Annotated photo localization data:
------------------------------------------------------------

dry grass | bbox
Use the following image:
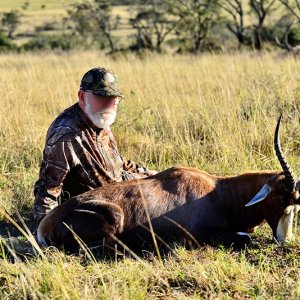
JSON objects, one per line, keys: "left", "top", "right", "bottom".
{"left": 0, "top": 51, "right": 300, "bottom": 298}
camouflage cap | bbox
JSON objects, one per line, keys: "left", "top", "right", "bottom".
{"left": 80, "top": 67, "right": 124, "bottom": 98}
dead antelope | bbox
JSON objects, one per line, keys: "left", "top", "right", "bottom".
{"left": 37, "top": 116, "right": 300, "bottom": 251}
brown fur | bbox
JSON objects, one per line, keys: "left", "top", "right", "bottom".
{"left": 37, "top": 166, "right": 299, "bottom": 251}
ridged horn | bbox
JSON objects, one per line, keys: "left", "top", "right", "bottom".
{"left": 274, "top": 114, "right": 296, "bottom": 192}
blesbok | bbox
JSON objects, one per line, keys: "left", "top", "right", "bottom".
{"left": 37, "top": 116, "right": 300, "bottom": 251}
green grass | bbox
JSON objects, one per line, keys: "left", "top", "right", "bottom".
{"left": 0, "top": 51, "right": 300, "bottom": 298}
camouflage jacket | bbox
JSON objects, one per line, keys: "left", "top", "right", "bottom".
{"left": 34, "top": 103, "right": 153, "bottom": 216}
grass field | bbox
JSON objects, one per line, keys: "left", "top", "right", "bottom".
{"left": 0, "top": 51, "right": 300, "bottom": 298}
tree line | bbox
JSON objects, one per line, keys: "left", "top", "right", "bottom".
{"left": 1, "top": 0, "right": 300, "bottom": 54}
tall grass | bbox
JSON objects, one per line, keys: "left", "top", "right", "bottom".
{"left": 0, "top": 51, "right": 300, "bottom": 298}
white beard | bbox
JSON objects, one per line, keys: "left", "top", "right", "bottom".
{"left": 84, "top": 98, "right": 117, "bottom": 129}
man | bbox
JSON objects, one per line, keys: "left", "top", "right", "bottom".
{"left": 33, "top": 67, "right": 156, "bottom": 223}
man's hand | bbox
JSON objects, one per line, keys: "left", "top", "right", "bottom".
{"left": 33, "top": 197, "right": 58, "bottom": 224}
{"left": 146, "top": 169, "right": 158, "bottom": 176}
{"left": 123, "top": 160, "right": 158, "bottom": 177}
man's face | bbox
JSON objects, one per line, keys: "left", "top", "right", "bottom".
{"left": 79, "top": 90, "right": 119, "bottom": 129}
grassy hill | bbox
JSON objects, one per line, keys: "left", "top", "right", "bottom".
{"left": 0, "top": 1, "right": 289, "bottom": 48}
{"left": 0, "top": 1, "right": 134, "bottom": 46}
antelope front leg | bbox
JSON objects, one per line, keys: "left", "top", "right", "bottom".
{"left": 37, "top": 200, "right": 124, "bottom": 251}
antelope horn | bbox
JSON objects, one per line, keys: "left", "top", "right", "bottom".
{"left": 274, "top": 114, "right": 296, "bottom": 192}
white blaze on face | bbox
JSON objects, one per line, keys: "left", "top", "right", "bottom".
{"left": 84, "top": 96, "right": 117, "bottom": 129}
{"left": 276, "top": 204, "right": 300, "bottom": 243}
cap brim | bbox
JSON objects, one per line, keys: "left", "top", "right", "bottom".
{"left": 92, "top": 87, "right": 124, "bottom": 98}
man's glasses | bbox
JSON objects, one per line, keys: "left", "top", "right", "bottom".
{"left": 85, "top": 91, "right": 120, "bottom": 104}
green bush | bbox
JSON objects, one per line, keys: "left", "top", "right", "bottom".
{"left": 35, "top": 22, "right": 58, "bottom": 32}
{"left": 21, "top": 34, "right": 77, "bottom": 51}
{"left": 0, "top": 31, "right": 17, "bottom": 51}
{"left": 288, "top": 28, "right": 300, "bottom": 46}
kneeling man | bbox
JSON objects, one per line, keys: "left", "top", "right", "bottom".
{"left": 33, "top": 67, "right": 156, "bottom": 223}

------------------------------------------------------------

● EXERCISE AIM:
What lines in the entries above hold "white"? Copy every one.

● RESPONSE:
white beard | bbox
white blaze on face | bbox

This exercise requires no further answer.